= Set of tasks =
**1.** In the passage on disability access, what is computer-aided realtime transcription also called?
**2.** Resume the passage on disability access, continuing after its final sentence.

= Selection =
----
Local and state agencies must give equal access and equally effective services to people with disabilities. They can’t deny people an opportunity to participate in their programs or give an opportunity that is less than what is given to others. Often, the public entity must provide qualified interpreters, computer-aided realtime transcription (also called CART), assistive listening devices, or other auxiliary aids or services to ensure effective communication with deaf and hard of hearing people.
The U.S. Department of Justice (DOJ) rules say that the public entity must make sure communications with people with disabilities are as effective as communications with others. They must provide appropriate auxiliary aids and services to ensure the person with a disability has the same opportunities as others. The public entity may not charge the individual for providing auxiliary aids and services. The public entity must also try to honor the person’s accommodation choice.
----
= Data =

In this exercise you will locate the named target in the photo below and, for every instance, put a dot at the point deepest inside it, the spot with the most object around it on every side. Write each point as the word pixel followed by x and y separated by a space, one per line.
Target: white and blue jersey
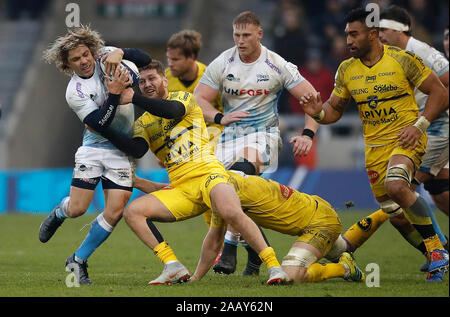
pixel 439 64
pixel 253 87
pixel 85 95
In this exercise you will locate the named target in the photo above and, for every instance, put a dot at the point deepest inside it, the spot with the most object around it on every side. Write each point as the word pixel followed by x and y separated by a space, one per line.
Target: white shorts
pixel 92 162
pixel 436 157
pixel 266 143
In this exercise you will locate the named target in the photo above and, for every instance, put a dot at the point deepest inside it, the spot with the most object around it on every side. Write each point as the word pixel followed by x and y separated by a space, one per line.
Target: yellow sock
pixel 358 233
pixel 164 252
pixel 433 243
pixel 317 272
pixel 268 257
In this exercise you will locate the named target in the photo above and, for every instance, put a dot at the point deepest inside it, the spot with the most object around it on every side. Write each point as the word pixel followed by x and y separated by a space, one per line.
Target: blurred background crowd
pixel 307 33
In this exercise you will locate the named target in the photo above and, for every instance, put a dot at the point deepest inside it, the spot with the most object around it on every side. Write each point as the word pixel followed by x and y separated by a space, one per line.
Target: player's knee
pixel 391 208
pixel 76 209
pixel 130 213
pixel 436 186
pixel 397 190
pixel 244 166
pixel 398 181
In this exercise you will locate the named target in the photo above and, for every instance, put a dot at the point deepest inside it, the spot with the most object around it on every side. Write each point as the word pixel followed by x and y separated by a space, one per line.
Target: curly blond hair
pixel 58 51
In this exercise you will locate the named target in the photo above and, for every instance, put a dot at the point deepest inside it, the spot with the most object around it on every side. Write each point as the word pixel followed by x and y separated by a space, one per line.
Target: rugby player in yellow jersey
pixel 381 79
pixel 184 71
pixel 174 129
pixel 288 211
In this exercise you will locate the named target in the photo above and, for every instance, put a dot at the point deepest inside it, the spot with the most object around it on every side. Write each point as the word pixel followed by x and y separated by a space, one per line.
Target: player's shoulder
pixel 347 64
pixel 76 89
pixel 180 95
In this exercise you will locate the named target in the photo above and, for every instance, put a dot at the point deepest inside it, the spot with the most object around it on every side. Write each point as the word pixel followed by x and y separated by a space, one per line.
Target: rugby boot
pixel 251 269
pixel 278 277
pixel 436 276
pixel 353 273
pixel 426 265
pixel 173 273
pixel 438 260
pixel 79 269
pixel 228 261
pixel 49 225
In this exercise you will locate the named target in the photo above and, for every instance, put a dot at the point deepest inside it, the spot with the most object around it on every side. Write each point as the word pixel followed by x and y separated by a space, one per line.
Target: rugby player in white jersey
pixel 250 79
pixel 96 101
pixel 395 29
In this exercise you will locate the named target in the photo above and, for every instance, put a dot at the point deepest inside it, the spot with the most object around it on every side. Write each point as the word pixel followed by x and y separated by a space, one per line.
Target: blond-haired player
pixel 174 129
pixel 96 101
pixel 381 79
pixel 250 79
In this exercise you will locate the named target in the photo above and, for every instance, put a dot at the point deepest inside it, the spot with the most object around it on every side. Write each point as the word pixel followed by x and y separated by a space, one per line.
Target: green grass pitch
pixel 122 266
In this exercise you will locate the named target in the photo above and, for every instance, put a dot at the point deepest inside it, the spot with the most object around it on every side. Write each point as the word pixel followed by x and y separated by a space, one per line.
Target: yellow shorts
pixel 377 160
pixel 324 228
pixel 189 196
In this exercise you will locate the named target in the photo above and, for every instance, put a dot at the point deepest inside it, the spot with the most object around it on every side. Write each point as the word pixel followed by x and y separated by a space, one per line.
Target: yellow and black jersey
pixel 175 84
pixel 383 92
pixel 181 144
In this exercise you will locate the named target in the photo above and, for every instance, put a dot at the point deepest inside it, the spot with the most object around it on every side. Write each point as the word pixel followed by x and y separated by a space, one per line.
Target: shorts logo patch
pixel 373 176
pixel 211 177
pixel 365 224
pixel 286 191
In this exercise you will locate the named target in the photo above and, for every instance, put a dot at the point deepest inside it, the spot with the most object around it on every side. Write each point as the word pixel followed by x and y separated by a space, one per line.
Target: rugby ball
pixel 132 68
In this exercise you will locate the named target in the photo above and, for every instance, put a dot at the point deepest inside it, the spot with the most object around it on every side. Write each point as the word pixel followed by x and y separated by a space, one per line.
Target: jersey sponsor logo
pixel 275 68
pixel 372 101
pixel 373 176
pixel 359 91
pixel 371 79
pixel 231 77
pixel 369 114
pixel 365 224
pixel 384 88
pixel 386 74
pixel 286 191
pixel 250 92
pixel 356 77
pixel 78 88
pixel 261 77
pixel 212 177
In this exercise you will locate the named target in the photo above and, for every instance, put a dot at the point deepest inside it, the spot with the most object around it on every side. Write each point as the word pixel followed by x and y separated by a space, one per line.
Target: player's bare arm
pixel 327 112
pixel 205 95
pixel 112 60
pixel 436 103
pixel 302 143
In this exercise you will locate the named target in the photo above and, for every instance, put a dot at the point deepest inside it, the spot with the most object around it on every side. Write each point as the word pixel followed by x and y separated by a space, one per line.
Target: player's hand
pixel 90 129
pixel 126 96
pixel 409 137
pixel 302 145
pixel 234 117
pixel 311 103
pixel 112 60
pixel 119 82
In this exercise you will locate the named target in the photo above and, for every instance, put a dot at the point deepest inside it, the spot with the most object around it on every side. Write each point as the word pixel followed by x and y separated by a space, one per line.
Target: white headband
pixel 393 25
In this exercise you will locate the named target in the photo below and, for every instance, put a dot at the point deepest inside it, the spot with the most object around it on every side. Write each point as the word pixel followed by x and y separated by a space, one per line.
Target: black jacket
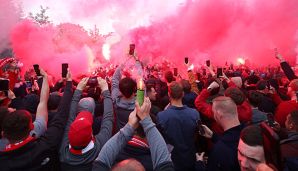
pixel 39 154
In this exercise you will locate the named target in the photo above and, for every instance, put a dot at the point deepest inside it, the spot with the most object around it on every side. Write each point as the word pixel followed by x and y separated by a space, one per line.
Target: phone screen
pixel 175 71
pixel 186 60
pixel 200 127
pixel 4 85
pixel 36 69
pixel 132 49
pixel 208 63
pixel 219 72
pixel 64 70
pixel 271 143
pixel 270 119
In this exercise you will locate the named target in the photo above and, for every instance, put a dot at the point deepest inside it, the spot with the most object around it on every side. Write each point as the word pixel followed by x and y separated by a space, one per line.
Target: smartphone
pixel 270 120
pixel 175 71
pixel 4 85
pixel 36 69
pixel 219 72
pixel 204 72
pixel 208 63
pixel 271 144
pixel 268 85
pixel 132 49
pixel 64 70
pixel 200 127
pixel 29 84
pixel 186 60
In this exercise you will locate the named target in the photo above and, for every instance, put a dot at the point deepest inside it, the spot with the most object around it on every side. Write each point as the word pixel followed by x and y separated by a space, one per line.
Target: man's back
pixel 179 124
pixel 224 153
----
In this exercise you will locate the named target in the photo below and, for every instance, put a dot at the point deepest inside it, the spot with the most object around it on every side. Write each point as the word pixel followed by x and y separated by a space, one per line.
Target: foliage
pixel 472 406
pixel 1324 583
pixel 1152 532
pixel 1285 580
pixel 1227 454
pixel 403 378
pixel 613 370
----
= Per-task answers =
**1.** CART

**2.**
There are many types of auxiliary aids and services that may be necessary for effective communication, what works for one person might not be ideal for another person. The U.S. Department of Justice’s rules provides auxiliary aids and services definitions. The appropriate auxiliary aid or service depends on many factors, such the type of communication used by the person and the situation in which communication occurs. An auxiliary aid or service that is appropriate for one person, or in one situation, may not work in a different setting or for a different person.
Public entities must also modify their policies and practices to prevent discrimination. For example, a facility with a “no pets” requirement must change that requirement to allow a deaf or hard of hearing person to use a service animal. Public entities must also accept telephone calls made through relay services.